> [TEXT BLOCK]
# Close account



## World Within

How can I close my account?


----------



## farsidejunky

By requesting a ban from a Moderator.


----------



## SunCMars

farsidejunky said:


> By requesting a ban from a Moderator.


Uh, oh my...

Can others request, such this, unbeknownst, not at my behest?

Will one hear, the sentence pronounced, in Latin so clear?

Will the gavel strike loud, the swinger with a flourish, his slam-banging delivery, so proud?

How doth one appeal, when ones typing hands, thy executioner doth steal?

How does one prepare for the end of his beginning.
When the start is suspect, the middle known well, the end time forgotten.

Was this man banned at the outcome, or the outgo, going, gone.
Likely, the middle, the end a sudden stop.
Looking down all he will see, is the bloody stumps where his fingers and English justice collided.


----------



## World Within

farsidejunky said:


> By requesting a ban from a Moderator.


Ok, who are the moderators?


----------



## Vinnydee

I do not think they will delete your account as it will mess up threads you stared or commented on. Banning usually just prevents you from accessing your account. Even if they delete anything you posted, it will live on in backups. What is written on the internet, stays on the internet.

Do what I do. Set up a Google email address using a fake name. Then go to your setup here and change your email address to the new Google one. When you change your email address you will get an email there asking you to confirm. Confirm it and then delete your Google account. Come here and without looking, change your password. I usually just put my hands on the keyboard and press keys in an order that I can repeat without looking at the keys. That ensures that I will not be able to log back in. However, you do not need to do that unless like me, you do not want to be tempted to log in again.

All but one forum I belong to will delete your old stuff. That is why we are always warned about being careful about what we post since it stays around for a long time. I still can find posts I made prior to the internet becoming graphical. There is still a naked picture of my wife that I find every so often after a few decades from when it was posted, Luckily the picture was from the neck down so no one will know it is her. Unless you gave out your real name or where you live, there is nothing to worry about. If you are concerned about a divorce where they want your posts and get subpoena, odds are that there is a backup somewhere that will have your posts.


----------



## World Within

How can I change my username?


----------



## TBT

Tblackman14 said:


> Ok, who are the moderators?


Here are a few-farsidejunky,MattMatt,lifeistooshort 

Administrators-Yungster,EleGirl



Tblackman14 said:


> How can I change my username?


Request through one of the above


----------



## EleGirl

World Within said:


> Ok, who are the moderators?


Mods have "Moderator" under their names. And I'm a mod too.

I thought you just wanted a name change. I changed your user name. 

Do you really want to close your account?


----------

Extracted records:
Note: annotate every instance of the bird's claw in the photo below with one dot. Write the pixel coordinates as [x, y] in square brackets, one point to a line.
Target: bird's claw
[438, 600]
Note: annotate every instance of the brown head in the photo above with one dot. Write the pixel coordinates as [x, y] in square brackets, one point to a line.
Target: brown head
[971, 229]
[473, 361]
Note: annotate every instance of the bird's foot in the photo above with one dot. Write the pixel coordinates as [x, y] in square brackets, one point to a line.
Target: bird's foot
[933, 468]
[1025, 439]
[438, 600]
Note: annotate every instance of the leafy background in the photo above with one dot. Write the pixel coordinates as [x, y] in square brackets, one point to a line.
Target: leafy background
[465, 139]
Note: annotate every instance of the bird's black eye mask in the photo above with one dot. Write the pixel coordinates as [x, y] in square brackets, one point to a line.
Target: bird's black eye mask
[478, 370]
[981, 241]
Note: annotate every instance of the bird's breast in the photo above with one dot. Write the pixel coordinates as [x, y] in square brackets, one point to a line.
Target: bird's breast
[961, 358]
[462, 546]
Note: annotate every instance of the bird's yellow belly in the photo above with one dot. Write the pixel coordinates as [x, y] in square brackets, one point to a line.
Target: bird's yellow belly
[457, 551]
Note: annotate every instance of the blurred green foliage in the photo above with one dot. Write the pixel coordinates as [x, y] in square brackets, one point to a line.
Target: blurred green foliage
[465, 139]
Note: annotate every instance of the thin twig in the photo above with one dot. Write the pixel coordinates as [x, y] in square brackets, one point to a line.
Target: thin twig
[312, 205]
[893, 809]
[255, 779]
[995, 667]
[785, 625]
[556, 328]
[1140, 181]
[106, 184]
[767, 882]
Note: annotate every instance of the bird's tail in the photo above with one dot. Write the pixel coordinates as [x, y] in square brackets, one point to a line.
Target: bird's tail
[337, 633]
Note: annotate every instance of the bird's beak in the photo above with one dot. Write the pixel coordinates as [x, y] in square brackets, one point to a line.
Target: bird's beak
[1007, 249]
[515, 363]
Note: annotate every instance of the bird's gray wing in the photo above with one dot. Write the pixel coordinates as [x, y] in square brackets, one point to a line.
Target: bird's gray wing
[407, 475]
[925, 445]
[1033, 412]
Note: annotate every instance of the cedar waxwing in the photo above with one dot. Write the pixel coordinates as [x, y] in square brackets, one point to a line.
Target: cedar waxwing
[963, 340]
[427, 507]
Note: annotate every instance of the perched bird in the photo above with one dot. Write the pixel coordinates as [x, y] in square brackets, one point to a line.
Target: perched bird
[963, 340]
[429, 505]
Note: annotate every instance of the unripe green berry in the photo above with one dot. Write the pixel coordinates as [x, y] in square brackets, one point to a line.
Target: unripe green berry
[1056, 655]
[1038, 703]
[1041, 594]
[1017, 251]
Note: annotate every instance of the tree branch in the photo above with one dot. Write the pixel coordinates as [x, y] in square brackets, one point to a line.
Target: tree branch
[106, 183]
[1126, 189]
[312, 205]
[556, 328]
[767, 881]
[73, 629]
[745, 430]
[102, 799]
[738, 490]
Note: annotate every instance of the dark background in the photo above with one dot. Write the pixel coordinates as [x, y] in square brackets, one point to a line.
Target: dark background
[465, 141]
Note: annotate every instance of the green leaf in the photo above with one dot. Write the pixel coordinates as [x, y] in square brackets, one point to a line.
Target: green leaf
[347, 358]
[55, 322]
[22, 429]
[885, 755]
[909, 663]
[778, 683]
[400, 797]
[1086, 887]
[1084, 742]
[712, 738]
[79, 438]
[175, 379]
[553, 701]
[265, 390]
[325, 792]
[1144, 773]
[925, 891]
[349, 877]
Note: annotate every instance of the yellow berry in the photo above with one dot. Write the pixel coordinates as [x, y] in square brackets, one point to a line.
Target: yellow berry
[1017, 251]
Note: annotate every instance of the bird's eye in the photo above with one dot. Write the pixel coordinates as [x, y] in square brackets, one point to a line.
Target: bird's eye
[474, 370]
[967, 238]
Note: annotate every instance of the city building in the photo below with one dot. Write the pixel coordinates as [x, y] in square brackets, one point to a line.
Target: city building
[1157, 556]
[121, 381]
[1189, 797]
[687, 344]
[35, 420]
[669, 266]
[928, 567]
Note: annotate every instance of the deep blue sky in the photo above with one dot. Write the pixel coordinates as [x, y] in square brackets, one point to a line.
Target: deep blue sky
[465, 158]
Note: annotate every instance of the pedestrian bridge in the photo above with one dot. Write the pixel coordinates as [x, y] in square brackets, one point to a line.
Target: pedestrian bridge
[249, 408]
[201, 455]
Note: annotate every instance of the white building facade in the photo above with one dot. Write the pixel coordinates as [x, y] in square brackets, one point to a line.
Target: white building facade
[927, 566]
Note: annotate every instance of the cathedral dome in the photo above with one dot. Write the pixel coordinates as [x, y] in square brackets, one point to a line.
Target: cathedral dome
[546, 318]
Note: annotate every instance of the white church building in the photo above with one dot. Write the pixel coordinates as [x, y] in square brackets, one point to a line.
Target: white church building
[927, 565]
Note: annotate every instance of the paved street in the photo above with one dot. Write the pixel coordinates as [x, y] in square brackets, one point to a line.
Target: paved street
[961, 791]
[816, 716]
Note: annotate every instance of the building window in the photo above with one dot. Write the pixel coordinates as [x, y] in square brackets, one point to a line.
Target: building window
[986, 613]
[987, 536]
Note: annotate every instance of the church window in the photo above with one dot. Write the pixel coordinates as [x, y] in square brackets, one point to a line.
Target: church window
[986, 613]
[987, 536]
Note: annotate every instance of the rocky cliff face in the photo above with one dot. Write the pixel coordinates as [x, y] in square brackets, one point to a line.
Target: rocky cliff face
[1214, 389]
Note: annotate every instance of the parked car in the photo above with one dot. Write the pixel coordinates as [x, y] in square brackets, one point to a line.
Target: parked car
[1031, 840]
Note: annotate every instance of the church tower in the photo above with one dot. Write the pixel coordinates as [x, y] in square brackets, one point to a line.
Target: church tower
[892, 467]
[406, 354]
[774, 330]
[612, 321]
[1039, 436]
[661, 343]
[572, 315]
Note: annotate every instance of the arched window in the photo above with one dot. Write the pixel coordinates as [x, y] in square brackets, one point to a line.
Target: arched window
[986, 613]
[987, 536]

> [TASK INSTRUCTIONS]
Answer these about the forum thread on closing an account:
(a) What way to close an account does farsidejunky give?
(b) Which two people does TBT name as administrators?
(c) According to EleGirl, how can you tell who the moderators are?

> [COMPLETED TASK]
(a) By requesting a ban from a Moderator.
(b) Yungster and EleGirl.
(c) Mods have "Moderator" under their names.